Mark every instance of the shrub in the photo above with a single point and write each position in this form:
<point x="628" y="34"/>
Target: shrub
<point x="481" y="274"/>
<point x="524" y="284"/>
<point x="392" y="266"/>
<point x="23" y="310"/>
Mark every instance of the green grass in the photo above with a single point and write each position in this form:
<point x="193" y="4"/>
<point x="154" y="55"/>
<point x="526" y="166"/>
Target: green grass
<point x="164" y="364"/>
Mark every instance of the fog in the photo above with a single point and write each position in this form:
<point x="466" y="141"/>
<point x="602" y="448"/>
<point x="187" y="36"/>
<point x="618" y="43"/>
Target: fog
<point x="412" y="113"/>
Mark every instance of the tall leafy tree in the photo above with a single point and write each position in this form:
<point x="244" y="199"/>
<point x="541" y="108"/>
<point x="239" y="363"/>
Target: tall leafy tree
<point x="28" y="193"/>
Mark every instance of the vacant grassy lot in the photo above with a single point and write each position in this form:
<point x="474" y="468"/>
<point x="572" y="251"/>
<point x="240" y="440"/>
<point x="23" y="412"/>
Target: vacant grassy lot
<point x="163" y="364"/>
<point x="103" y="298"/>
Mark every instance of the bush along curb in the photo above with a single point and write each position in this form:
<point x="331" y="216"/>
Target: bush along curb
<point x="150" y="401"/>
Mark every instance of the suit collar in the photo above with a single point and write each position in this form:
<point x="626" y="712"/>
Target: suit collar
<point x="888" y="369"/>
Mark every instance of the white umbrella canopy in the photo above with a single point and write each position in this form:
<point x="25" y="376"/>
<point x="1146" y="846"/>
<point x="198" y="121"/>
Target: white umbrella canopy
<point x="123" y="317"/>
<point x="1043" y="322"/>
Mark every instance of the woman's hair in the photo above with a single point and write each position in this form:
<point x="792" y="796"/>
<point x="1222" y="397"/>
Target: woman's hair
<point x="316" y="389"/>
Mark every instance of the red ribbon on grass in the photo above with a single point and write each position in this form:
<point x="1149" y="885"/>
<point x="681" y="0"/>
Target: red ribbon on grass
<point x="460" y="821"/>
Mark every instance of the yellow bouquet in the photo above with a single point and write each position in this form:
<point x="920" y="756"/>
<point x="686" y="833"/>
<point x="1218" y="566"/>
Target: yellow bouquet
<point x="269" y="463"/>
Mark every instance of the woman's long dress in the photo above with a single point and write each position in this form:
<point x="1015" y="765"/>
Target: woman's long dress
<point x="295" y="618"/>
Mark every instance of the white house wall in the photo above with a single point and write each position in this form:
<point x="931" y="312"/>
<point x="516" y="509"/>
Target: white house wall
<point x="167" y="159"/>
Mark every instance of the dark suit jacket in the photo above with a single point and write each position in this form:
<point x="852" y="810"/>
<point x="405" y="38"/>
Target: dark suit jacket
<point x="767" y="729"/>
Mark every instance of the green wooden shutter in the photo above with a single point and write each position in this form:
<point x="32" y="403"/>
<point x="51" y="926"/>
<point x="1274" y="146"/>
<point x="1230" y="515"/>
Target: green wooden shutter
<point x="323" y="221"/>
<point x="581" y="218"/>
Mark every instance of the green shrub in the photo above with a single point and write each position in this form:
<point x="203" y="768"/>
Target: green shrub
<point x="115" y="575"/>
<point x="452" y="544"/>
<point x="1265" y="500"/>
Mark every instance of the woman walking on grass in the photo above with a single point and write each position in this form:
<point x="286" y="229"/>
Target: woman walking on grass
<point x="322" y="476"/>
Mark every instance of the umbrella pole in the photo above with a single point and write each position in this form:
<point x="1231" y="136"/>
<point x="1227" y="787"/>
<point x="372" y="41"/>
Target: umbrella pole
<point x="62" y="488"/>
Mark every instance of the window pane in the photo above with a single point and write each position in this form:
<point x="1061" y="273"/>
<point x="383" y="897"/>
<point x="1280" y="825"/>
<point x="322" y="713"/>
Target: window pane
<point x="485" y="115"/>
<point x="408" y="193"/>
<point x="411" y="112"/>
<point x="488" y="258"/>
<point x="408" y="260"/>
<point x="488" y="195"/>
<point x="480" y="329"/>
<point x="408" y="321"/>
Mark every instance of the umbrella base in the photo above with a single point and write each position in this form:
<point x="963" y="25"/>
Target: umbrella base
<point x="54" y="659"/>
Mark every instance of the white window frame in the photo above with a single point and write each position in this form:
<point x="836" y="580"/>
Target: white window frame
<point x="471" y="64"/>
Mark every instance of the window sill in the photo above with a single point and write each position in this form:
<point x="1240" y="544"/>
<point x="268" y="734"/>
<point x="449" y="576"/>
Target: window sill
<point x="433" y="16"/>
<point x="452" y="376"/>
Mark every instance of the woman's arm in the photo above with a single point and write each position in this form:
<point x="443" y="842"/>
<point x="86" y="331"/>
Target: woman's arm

--------------------

> _Problem requirements_: Copy out every one of the rows above word for word, without changing anything.

> _Expected answer_:
Mark every instance of the shrub in the photo above with a single point and write each position in this form:
<point x="628" y="34"/>
Target: shrub
<point x="481" y="274"/>
<point x="524" y="284"/>
<point x="392" y="266"/>
<point x="23" y="310"/>
Mark every instance of the green grass in the photo above with a single point and write each position in this form:
<point x="193" y="4"/>
<point x="154" y="55"/>
<point x="526" y="166"/>
Target: green grass
<point x="164" y="364"/>
Mark every instance of the fog in the photo above with a single point and write each position in this form:
<point x="466" y="141"/>
<point x="602" y="448"/>
<point x="187" y="36"/>
<point x="618" y="43"/>
Target: fog
<point x="412" y="113"/>
Mark every instance of the tall leafy tree in the photo above with a single point and write each position in this form:
<point x="244" y="199"/>
<point x="541" y="108"/>
<point x="239" y="363"/>
Target: tall leafy tree
<point x="28" y="193"/>
Mark every instance of the vacant grassy lot in the photo above with a single point and write each position in this form:
<point x="474" y="468"/>
<point x="572" y="251"/>
<point x="240" y="440"/>
<point x="23" y="412"/>
Target: vacant grassy lot
<point x="163" y="364"/>
<point x="103" y="298"/>
Mark every instance of the bush along curb in the photo above with a single point and write each position in this form:
<point x="331" y="216"/>
Target: bush along curb
<point x="150" y="401"/>
Mark every instance of the suit collar in the photo above with a single point and write each position in this form:
<point x="626" y="712"/>
Target: suit collar
<point x="888" y="369"/>
Mark every instance of the white umbrella canopy in the photo above with a single point and write each position in this form:
<point x="25" y="376"/>
<point x="1146" y="846"/>
<point x="198" y="121"/>
Target: white umbrella canopy
<point x="123" y="317"/>
<point x="1043" y="322"/>
Mark every instance of the woman's hair in the photo above with a single point and write each position in this form:
<point x="792" y="796"/>
<point x="1222" y="397"/>
Target: woman's hair
<point x="316" y="389"/>
Mark every instance of the red ribbon on grass in the photo above with a single point and write each position in this form:
<point x="1149" y="885"/>
<point x="681" y="0"/>
Target: red ribbon on grass
<point x="460" y="821"/>
Mark every instance of the yellow bouquet in the photo above with a single point and write each position in this form:
<point x="920" y="756"/>
<point x="686" y="833"/>
<point x="1218" y="566"/>
Target: yellow bouquet
<point x="269" y="463"/>
Mark every instance of the woman's long dress in the photo above with a single point and write each position in this form:
<point x="1015" y="765"/>
Target: woman's long dress
<point x="295" y="618"/>
Mark every instance of the white house wall in the photo above with a single point and write each position in this form:
<point x="931" y="312"/>
<point x="516" y="509"/>
Target: white house wall
<point x="167" y="159"/>
Mark every instance of the dark suit jacket in the photo above with a single point and write each position in this form:
<point x="852" y="810"/>
<point x="405" y="38"/>
Target: dark suit jacket
<point x="767" y="729"/>
Mark every instance of the green wooden shutter in the photo above with a single point and write each position in this form:
<point x="32" y="403"/>
<point x="51" y="926"/>
<point x="1274" y="146"/>
<point x="1230" y="515"/>
Target: green wooden shutter
<point x="323" y="221"/>
<point x="581" y="218"/>
Mark every instance of the green shrub in the photo above with a single point and write each position in this form:
<point x="203" y="768"/>
Target: green shrub
<point x="115" y="575"/>
<point x="452" y="544"/>
<point x="1265" y="500"/>
Mark every instance of the woman walking on grass in the photo above with a single point and write each position in this form:
<point x="286" y="229"/>
Target: woman walking on grass
<point x="322" y="476"/>
Mark every instance of the umbrella pole in the photo above with a single point and write each position in this form:
<point x="1231" y="136"/>
<point x="1227" y="787"/>
<point x="372" y="41"/>
Target: umbrella pole
<point x="62" y="488"/>
Mark every instance of the window pane in the photo above with a single point and write each position in this form:
<point x="1061" y="273"/>
<point x="383" y="897"/>
<point x="1280" y="825"/>
<point x="322" y="713"/>
Target: window pane
<point x="485" y="115"/>
<point x="408" y="193"/>
<point x="411" y="112"/>
<point x="488" y="258"/>
<point x="408" y="260"/>
<point x="488" y="195"/>
<point x="480" y="329"/>
<point x="408" y="321"/>
Mark every instance of the umbrella base in the photo above with a single point and write each position in this form:
<point x="963" y="25"/>
Target: umbrella base
<point x="54" y="659"/>
Mark every instance of the white window frame in the photo above with a single point and write each position in this form:
<point x="836" y="580"/>
Target: white window frame
<point x="471" y="64"/>
Mark every instance of the window sill in the photo above with a single point and write each position in this form:
<point x="1240" y="544"/>
<point x="268" y="734"/>
<point x="449" y="576"/>
Target: window sill
<point x="433" y="16"/>
<point x="452" y="376"/>
Mark every instance of the woman's arm in the photo above with a single point and write each position in this form:
<point x="443" y="842"/>
<point x="86" y="331"/>
Target: woman's arm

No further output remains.